**EXERCISE TASK**
In the records below, find the line with "jacket in the picture above." and repeat it and every line after it, exactly, without any pictures.

Stored records:
************
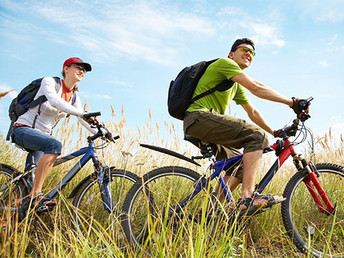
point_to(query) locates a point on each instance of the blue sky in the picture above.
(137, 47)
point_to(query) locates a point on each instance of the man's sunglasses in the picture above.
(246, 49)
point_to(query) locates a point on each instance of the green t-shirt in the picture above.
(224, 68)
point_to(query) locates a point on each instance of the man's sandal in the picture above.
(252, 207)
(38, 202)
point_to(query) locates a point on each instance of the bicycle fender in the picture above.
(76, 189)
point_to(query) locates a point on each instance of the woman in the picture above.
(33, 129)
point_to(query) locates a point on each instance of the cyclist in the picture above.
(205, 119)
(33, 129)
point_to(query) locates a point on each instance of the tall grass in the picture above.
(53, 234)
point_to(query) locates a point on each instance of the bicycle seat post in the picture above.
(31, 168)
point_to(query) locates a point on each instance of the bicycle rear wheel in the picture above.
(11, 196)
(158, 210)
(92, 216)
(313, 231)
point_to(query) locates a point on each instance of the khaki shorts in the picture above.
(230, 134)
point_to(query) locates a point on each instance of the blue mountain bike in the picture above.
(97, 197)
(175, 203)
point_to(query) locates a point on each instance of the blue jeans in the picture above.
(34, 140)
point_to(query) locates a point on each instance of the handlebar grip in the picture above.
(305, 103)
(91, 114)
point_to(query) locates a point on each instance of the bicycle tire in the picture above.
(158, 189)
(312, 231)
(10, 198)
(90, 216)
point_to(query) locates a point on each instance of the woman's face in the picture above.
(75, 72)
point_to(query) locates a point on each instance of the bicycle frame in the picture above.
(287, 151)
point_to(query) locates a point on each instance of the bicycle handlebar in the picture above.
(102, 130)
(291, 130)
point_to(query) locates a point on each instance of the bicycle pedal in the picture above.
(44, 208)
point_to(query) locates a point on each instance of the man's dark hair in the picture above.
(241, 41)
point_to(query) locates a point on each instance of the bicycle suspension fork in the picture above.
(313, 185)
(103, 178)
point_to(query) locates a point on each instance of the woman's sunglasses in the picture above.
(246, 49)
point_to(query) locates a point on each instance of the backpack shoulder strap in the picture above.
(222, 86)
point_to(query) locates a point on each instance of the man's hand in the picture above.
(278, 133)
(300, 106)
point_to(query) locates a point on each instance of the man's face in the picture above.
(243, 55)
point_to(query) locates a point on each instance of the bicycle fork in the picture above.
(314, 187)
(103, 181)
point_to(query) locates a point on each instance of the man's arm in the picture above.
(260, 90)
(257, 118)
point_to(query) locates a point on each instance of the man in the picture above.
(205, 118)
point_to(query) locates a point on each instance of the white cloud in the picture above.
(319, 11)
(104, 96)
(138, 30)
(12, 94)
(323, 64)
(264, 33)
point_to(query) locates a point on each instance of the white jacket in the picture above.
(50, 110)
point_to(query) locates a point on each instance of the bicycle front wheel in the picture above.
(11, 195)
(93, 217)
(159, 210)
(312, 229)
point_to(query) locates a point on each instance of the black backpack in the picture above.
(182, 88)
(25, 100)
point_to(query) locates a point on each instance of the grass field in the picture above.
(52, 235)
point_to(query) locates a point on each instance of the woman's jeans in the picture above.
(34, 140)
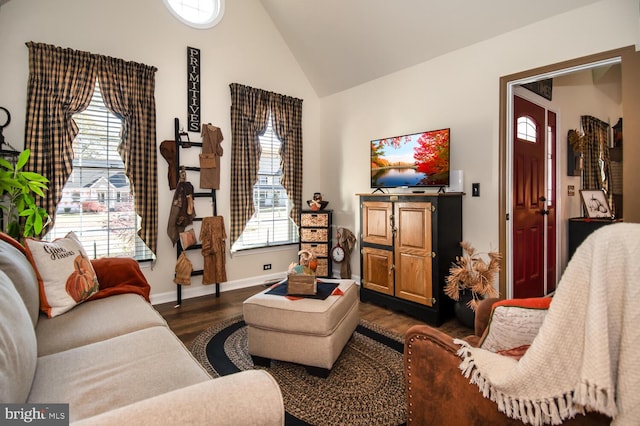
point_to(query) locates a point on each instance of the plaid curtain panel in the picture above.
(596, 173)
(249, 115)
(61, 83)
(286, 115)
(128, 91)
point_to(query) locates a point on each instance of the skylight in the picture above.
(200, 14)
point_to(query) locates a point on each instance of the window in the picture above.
************
**THE ANSWER**
point_to(query) locates a point on each instance of the white jacket in the picture above.
(50, 110)
point_to(query) locates a point on each instance of the bicycle front wheel in the picture above.
(11, 195)
(93, 217)
(159, 210)
(312, 229)
point_to(query) locates a point on each instance of the black backpack in the picture above.
(182, 88)
(25, 100)
point_to(query) locates a point on each instance of the grass field in the picture above.
(52, 235)
point_to(query) locates a point on each instance of the woman's jeans in the picture above.
(34, 140)
point_to(query) locates a point on each instance of the plaid curtain panel in the picture above.
(596, 173)
(249, 115)
(61, 83)
(286, 115)
(128, 91)
point_to(query) locates a point on each instance of the skylight in the picture above.
(200, 14)
point_to(query) locates a point on each instance of the window in the picture above.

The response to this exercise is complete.